SOURCE EXTRACT start

Actually, I'd love it if properties were more reasonable. I am not the County Assessor, who has the property assessed for over asking price. The taxes reflect the Assessor's Value, too. The price is below Appraisal Value. The Bank loaned on this property, with an Appraisal at almost $600,000. This meant there had to be (3) Like Properties that sold within 6 months of the property being financed, very close to, for use as comparables. It is important, I think, for those thinking I actually am the one who priced this property. My job is to work hard for my Clients and I do.

I just loved the statement made by Karen, our Moderator, "We some times forget that land/home prices are entirely different from what we're use to in our corner of the world. It's like comparing apples to giant sequoia trees! 

Yes, there are a lot of very cool people on this Site!!! I gotta tell you, though? I am a very thick skinned lady, so do find some of the comments amusing. It would take a lot more to get a real rise out of me LOL! Guess you didn't try hard enough and I do think you are all witty enough to rise to that challenge. Sorry, won't give you hints to how high up that bar is set. 

Chickens? Love the names & bring on those Christian ones! I have a real brave Hen who sauntered up to my husband, who was chopping wood, and she began gobbling those bugs as fast as she could. I couldn't believe she ended up right at his feet. The other chickens kept their distance until he was done. Yes, this was a great photo moment. Yep, got a few of 'em.

Where I live? We have millionaires living next to rather low income families. Our friends are a mixture of homesteaders, business owners, retirees, blue collar workers, professionals, and greatly differing levels of education, a complete mixture of financial means (a few are millionaires, but I don't measure people by their monetary worth). These are incredible people! I am grateful to have very single one of them in my life.

On this site, I think the Community View can become myopic for some. There are potential buyers for Real Estate in different parts of the Country who can well afford this property, and here is a secret...they read this Site, too! We come from all different walks of life, means, education, and experience.

All I can end with is WOW, have I ever met the most incredible people on here. It has been so rewarding!

Blessings and Have a Great Day!!!


----------



## prairiedog (Jan 18, 2007)

I'm from the area originally now in KS and can tell you this is a good deal up there


----------



## beowoulf90 (Jan 13, 2004)

If it's a good deal I hope someone takes it..

But it is wwwaaayyy out of our price range.. With only making about $38,000 a year and even if we sold the 20.97 acres we have now, we couldn't afford it... Unless they pay better in Washington, then they do in PA.. 

I sincerely do hope someone gets it before the bank gets it...


----------



## ChristieAcres (Apr 11, 2009)

I showed this property to a Millwright and his family two days ago. His income is around $100,000/year. They have a house they are selling, but otherwise are seriously interested in purchasing it. They are considering renting out their house and buying this property. The rent for that Fixer? About $1,000/month or so. Another potential Buyer is flying out to see it on the 30th, who would live in the Fixer and rent out the Main Chalet. He would do well to do that!

SOURCE EXTRACT end
ENTRIES start

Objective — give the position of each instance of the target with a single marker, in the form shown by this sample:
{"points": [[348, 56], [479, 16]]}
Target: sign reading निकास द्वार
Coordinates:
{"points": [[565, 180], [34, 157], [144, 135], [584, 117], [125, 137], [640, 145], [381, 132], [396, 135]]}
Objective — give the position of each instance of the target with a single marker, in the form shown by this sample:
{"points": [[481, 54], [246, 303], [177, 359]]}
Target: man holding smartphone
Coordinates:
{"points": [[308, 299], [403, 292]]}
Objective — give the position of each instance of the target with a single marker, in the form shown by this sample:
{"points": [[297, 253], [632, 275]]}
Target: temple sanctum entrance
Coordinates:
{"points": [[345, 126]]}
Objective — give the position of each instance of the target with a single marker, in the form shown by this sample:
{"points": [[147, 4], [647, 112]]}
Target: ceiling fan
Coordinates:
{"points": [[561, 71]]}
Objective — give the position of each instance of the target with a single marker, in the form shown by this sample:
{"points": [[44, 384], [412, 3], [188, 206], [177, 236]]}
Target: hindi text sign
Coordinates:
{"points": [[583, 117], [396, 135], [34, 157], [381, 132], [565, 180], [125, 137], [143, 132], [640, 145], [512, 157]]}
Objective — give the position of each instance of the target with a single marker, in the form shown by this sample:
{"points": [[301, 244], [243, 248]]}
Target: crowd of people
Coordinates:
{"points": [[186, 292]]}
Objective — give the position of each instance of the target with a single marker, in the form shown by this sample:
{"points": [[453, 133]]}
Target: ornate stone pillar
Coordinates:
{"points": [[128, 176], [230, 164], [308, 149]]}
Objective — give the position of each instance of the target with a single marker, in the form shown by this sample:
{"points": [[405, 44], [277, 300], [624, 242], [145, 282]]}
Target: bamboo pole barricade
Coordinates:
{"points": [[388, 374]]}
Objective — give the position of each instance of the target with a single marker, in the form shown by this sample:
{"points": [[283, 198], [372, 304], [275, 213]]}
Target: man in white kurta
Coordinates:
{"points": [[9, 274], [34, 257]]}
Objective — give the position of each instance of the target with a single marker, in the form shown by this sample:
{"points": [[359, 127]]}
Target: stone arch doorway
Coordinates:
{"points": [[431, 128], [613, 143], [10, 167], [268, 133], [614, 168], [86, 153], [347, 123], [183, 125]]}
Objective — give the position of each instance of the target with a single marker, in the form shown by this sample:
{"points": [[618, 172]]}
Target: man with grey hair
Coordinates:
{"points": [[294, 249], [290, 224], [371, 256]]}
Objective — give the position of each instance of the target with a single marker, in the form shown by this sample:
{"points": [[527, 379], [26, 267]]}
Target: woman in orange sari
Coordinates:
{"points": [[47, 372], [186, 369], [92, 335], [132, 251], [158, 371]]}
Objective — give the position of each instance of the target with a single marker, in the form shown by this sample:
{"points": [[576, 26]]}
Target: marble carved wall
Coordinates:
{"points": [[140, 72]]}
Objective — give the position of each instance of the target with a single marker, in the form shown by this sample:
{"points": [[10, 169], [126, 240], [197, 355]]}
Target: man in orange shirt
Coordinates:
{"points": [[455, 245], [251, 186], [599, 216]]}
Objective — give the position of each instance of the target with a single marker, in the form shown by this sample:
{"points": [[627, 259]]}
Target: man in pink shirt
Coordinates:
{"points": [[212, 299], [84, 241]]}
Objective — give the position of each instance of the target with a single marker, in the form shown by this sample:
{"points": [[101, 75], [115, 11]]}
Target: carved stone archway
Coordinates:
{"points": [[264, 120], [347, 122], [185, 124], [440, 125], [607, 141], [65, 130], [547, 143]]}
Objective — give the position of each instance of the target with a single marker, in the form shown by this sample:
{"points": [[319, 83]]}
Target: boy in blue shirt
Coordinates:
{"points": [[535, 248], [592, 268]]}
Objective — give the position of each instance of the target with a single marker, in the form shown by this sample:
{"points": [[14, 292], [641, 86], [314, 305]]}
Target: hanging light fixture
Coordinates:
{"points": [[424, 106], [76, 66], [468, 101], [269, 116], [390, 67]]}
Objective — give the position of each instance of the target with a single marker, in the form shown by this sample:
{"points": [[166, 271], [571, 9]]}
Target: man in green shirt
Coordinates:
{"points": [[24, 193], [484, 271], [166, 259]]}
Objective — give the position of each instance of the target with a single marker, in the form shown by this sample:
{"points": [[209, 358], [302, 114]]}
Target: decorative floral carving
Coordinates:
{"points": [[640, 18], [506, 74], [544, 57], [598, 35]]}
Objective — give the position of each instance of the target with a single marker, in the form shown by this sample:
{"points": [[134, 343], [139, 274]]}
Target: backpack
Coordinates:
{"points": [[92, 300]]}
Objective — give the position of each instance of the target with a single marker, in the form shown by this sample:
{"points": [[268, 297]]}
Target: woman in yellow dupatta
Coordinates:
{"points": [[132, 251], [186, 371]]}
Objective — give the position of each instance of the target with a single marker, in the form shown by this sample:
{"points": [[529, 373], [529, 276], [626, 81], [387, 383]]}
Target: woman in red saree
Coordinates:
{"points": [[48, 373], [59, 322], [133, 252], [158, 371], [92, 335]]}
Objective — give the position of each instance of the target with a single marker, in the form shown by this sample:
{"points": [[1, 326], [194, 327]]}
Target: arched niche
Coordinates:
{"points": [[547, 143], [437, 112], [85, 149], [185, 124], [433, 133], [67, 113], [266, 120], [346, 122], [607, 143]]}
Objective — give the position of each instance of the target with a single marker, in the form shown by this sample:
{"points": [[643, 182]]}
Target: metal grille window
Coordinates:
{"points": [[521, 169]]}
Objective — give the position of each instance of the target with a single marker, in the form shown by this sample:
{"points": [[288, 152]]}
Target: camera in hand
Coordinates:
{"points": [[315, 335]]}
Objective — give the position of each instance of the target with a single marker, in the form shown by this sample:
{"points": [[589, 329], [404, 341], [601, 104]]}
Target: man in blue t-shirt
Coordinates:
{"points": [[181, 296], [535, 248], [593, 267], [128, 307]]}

ENTRIES end
ENTRIES start

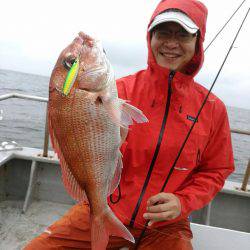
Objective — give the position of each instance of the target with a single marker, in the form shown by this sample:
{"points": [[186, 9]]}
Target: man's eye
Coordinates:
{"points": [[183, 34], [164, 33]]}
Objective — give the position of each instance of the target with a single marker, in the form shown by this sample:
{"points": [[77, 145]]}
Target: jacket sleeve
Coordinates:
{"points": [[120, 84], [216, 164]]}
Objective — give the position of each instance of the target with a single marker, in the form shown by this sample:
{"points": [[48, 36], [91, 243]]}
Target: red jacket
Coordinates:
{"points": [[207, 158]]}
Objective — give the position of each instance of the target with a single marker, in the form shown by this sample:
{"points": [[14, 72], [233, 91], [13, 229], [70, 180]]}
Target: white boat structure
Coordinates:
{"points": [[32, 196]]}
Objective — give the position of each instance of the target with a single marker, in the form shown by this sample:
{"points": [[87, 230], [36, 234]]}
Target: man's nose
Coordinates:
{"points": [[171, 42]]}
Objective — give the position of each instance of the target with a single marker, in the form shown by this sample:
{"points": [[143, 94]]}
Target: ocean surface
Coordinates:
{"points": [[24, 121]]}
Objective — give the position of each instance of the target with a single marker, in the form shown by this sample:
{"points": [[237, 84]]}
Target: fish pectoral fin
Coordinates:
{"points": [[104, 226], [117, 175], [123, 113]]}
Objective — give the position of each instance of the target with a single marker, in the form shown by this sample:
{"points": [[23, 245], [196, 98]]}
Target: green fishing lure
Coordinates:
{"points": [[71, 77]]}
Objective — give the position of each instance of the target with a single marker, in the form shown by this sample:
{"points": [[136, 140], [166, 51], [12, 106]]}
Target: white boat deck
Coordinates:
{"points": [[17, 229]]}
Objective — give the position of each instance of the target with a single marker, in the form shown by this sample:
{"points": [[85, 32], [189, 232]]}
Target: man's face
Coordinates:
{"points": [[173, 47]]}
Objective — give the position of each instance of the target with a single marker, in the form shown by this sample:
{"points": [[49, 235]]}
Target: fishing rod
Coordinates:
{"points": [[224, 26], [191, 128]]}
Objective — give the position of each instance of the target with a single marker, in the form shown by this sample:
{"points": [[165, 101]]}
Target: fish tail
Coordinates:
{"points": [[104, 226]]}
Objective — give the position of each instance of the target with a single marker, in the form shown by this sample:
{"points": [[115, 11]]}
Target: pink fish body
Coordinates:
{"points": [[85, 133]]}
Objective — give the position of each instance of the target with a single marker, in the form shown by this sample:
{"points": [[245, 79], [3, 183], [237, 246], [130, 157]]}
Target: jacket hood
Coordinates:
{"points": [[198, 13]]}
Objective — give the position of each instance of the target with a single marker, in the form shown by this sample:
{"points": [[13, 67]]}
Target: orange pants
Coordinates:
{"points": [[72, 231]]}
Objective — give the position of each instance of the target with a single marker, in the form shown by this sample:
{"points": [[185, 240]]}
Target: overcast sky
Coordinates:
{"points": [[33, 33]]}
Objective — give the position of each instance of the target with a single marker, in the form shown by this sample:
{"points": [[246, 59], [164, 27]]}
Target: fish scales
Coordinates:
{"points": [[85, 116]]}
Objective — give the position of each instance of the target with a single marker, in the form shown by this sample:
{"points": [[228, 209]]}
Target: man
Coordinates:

ENTRIES end
ENTRIES start

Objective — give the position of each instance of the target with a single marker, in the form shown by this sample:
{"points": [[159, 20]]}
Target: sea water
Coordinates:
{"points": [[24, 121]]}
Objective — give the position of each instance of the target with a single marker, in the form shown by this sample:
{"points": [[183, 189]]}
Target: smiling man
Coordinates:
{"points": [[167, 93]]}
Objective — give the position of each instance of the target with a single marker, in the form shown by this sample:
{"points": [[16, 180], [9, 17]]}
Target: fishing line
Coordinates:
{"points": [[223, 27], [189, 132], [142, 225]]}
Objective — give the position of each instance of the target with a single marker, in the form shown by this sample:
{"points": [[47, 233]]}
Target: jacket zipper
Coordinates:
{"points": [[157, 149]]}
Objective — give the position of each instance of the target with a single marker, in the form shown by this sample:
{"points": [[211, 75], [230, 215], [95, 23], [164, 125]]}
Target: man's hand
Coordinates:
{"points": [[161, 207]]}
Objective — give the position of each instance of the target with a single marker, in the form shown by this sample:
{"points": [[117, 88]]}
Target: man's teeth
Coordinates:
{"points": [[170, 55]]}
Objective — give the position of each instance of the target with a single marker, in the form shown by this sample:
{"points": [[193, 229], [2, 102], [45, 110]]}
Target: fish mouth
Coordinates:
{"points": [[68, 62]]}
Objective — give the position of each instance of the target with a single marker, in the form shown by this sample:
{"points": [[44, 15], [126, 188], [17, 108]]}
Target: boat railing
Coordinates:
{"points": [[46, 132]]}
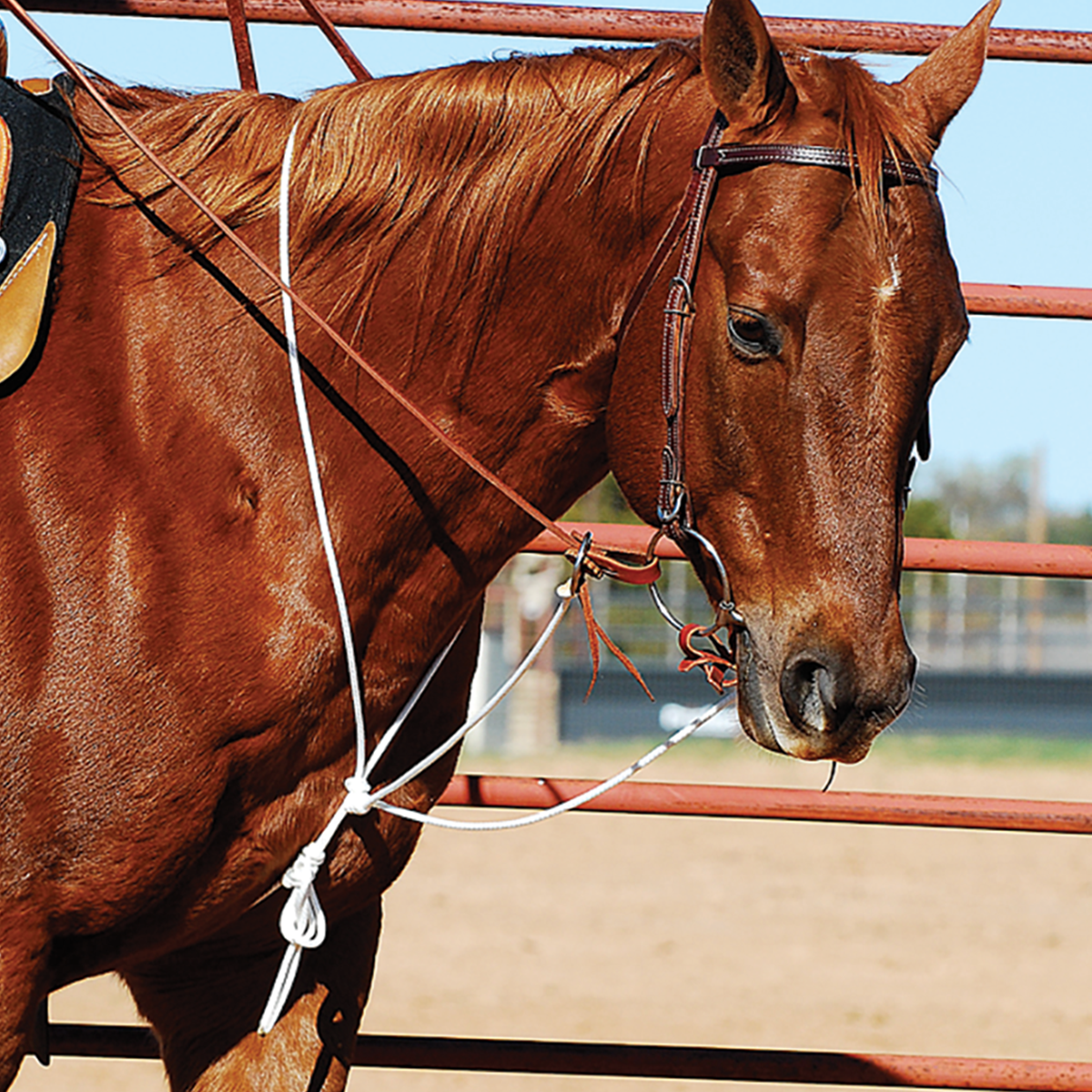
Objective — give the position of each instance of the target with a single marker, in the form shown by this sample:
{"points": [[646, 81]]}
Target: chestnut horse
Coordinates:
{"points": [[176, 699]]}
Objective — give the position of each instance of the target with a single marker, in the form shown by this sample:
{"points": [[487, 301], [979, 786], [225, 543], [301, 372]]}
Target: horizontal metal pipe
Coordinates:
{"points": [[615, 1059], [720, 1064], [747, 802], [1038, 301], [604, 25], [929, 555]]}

ENTRIES end

**REQUIREMENT A:**
Show each line in the entries that contains the word "stone".
**REQUIREMENT B:**
Carry on the forum thread about the property for sale, starting right after its final post.
The forum thread and the entries have nothing to do with each other.

**REPLY A:**
Target: ornate stone pillar
Target: stone arch doorway
Target: carved stone archway

**REPLY B:**
As far as pay goes here? That is contingent upon where one works, education level, etc... We have Military Bases, the Shipyard, the Ferries, and a pretty strong business base. There are communities rich with Artists/Craftsman-women, Boat Building/Repair, and we are near the Hood Canal. This is a hub for tourists, too.

Two years ago, Len & I bought our property in Seabeck. With the Economy downturn, we are making some tough decisions. Some are being made for us. We will be very grateful to continue living here and keep adding on to our garden area (2,500 square feet and growing- all planted intensively, organic, companion planting, etc...). The Orchard is made up of (20) fruit trees, all bearing (we dug up 19 of them and moved them...yep, work, but sooo worth it). Our businesses have slowed dramatically, effecting our incomes, but we have both diversified and are preparing to do what it takes to make through this rough time.

No, I couldn't afford the property, either!

Thank you for the good wishes!


----------



## georgec (Jul 9, 2007)

I get pretty tired of the "you shouldn't list any thing over $$$, people here can't afford that" comments. I'm sure there are a lot of people here than can afford this place.

You all don't realize what an incredible deal this is. My brother lives in Poulsbo, in a 2 bedroom house with maybe 1/3 acre. He bought it 5 years ago for near $200k. It's probably worth $250 now ($300k a year ago). If you want a nice chunk of land within a few minutes of civilization, this is it. $500k is not a big deal when you are within an hour of downtown Seattle (you would have to take the Ferry but could get there in an hour).

If I didn't have such a great job here in OK, I move back to WA and buy that place. I'd rather have that 20 acres than my 60 acres here. I love Poulsbo, it is such a nice quiet little town. My wife lived the for 5 years, before we got married and ended up in PA. She would move back tomorrow.


----------



## ChristieAcres (Apr 11, 2009)

Thanks for the nice comments Georgec! Sadly, it doesn't look good for the Property's prospects. The bank will end up getting it, if something doesn't happen fast. This isn't going through Foreclosure, it is being given back to the bank May 15th. They didn't miss a payment, but can't make any more, as they are retired and on fixed incomes.


----------



## Nevada (Sep 9, 2004)

lorichristie said:


> Property is NOT in Foreclosure, but Sellers are retired and have moved. The Price is now $455,000. IF an Offer isn't received by 5/15/09, it will be given back to the Bank. This couple can't afford to keep paying the mortgage and they are selling at ZERO PROFIT.


Sounds like the sellers are in a _terrible_ jam.


----------



## ChristieAcres (Apr 11, 2009)

Funny, was going through my old threads and never gave the end of this story... The Lender approved a Short Sale and it sold for $360,000. The Buyers were a Professional Nature Photographer and his fiance', a Homesteader! They are largely preserving the forest, have done a lot of work on the home (mostly some changes to modernize it a bit), planted a fruit orchard, a garden, and more. I haven't been by in quite some time.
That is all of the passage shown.